(To do):
a: Answer these from the sermon excerpt:
(i) What question is most often asked by someone the nominating committee contacts?
(ii) What does the book of Timothy read sort of like when read end to end?
(iii) What did Paul consider himself to be?
b: Output the sermon excerpt from "Read the book" up to and including "on the Session.", word for word.
c: Pick up the sermon excerpt after its final sentence and carry it forward.

Start of Extract

So don't let the brevity of the meeting fool you. The meetings
of your Nominating Committee have not been brief because they have
been thinking and praying about who to bring before you.
As we've gone through this process over the years, one of the most
frequent questions I am asked when someone is contacted by the nominating
committee is this: "Am I qualified?" I have come to think
that the very asking of the question is the answer in itself. A
person asking that question indicates some degree of humility and
understanding of what they are being asked to be and do. It normally
leads to a wonderful conversation and I am grateful. Those people
tend to make the best elders.
In some ways the book of Timothy is a book that seeks to answer
the question. Read it end to end and it reads sort of like a Church
Officer manual. It's a book that sets out helpful standards and
guidelines for leaders and for organizing new congregations. Maybe
it was the book they used in the early church to answer the question,
"Am I qualified?"
Read the book and some of the qualifications are kind of interesting:
Spiritual qualifications include an active prayer life-- being married
only once, not being a drunkard (was this a problem with the early
Sessions?), be respectable, not a recent convert, no argumentative,
not a lover of money, keep his children under control, must be well
thought of by others.
If you read this officer training manual, you can see why someone
might ask the question: "Am I qualified?" It almost sounds
like you have to be a perfect Christian leading the perfect life
before being called. Problem with that is that there would be no
one to serve on the Session.
But then Paul comes along to help us out. Did you hear Paul talk
about his qualifications to be an Apostle of Jesus Christ? Apparently
it is not about having led the perfect life. Paul remembers how
he was called even though he considered himself the number one sinner.
If anyone was unqualified to be called to lead the church, it was
Paul.

End of Extract
Start of Entries provided

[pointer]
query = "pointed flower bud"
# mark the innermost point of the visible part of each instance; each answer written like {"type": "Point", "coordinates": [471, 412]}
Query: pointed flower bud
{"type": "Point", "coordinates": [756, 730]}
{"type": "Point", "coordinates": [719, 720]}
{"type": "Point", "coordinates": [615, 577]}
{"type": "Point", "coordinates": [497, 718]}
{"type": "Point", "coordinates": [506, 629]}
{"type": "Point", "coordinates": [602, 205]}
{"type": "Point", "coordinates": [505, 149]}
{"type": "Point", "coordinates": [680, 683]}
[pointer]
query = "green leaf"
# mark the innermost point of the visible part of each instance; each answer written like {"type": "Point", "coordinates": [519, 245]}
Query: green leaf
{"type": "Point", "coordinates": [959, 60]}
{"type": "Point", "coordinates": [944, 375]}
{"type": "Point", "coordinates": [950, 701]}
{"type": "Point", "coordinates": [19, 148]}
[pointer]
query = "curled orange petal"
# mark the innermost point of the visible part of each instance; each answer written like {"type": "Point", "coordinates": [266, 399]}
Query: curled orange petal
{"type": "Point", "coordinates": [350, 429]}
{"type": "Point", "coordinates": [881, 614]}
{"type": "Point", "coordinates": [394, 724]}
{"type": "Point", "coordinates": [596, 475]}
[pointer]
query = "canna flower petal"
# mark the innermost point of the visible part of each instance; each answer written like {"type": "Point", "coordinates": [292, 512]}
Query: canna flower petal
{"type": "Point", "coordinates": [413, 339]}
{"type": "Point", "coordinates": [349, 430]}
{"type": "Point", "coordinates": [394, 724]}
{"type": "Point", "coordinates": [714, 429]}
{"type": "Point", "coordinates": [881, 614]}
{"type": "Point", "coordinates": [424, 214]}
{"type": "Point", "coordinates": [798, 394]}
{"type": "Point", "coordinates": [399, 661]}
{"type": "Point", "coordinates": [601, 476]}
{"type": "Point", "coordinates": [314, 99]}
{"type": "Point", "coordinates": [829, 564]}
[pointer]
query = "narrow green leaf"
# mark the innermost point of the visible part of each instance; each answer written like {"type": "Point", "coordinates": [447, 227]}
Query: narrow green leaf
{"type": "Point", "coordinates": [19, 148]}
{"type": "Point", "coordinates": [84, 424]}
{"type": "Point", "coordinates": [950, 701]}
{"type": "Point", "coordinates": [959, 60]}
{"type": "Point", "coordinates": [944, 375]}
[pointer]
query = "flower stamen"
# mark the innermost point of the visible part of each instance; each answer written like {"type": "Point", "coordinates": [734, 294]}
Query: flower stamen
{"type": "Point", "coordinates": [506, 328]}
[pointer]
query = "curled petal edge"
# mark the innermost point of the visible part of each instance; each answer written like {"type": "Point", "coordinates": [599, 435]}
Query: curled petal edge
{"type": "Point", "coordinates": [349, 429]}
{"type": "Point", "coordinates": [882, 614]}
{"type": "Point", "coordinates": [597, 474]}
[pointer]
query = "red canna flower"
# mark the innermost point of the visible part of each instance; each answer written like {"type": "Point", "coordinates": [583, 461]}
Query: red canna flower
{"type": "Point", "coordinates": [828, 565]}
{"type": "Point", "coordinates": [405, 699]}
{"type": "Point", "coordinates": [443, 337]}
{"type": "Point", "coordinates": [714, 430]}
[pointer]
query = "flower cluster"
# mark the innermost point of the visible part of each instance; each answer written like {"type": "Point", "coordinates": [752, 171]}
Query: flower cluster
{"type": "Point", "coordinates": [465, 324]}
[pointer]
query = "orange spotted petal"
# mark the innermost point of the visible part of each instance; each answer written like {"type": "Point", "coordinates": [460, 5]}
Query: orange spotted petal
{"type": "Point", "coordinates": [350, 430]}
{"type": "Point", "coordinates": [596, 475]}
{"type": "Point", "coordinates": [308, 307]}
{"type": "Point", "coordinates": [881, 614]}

End of Entries provided

(Task answers):
a:
(i) "Am I qualified?"
(ii) A Church Officer manual.
(iii) The number one sinner.

b:
Read the book and some of the qualifications are kind of interesting:
Spiritual qualifications include an active prayer life-- being married
only once, not being a drunkard (was this a problem with the early
Sessions?), be respectable, not a recent convert, no argumentative,
not a lover of money, keep his children under control, must be well
thought of by others.
If you read this officer training manual, you can see why someone
might ask the question: "Am I qualified?" It almost sounds
like you have to be a perfect Christian leading the perfect life
before being called. Problem with that is that there would be no
one to serve on the Session.

c:
"I am grateful to Christ Jesus our Lord, who has strengthened
me, because he judged me faithful and appointed me to his service,
even though I was formerly a blasphemer, a persecutor, and a man
of violence. But I received mercy because I acted ignorantly in
unbelief, and the grace of our Lord overflowed for me with the faith
and love that are in Christ Jesus. The saying is sure and worthy
of all acceptance, that Christ Jesus came into the world to save
sinners--- of who I am the foremost. But for that very reason I
received mercy, so that in me, as the foremost, Jesus Christ might
display the utmost patience, making me an example to those who would
come to believe in him for eternal life."
Today, I doubt we have any or many blasphemers, persecutors or
violent people being placed in nomination before you as elders.
But that is who Jesus Christ placed in nomination to lead his church.
Do you hear that? Jesus Christ chose the Osama bin Laden of his
day
the Christian terrorist of his day-to become the leader
of the early Church. Why?
To make an example of him. An example of what? Well
grace
of course. Grace. For that is what Jesus Christ is about: grace.
Perhaps Paul was trying to make a point to young Timothy. Perhaps
Timothy was wondering if he was qualified to be a leader. We don't
know. If so, maybe Paul was trying to release Timothy from the sense
that he has to be qualified for ministry. As if to say, "if
God can use me, the number one sinner, God can certainly use you."
Because God's call is not about how holy you are or how much you
have it all together. Being called to leadership is really about
God's grace that calls people and is able to use and transform people,
even people like Paul.
Sometimes we forget this don't we? Those of us who have been in
the church a long time can recall elders or leaders who perhaps
lifted up a life of holiness - perhaps giving us examples of holiness-but
lacked grace.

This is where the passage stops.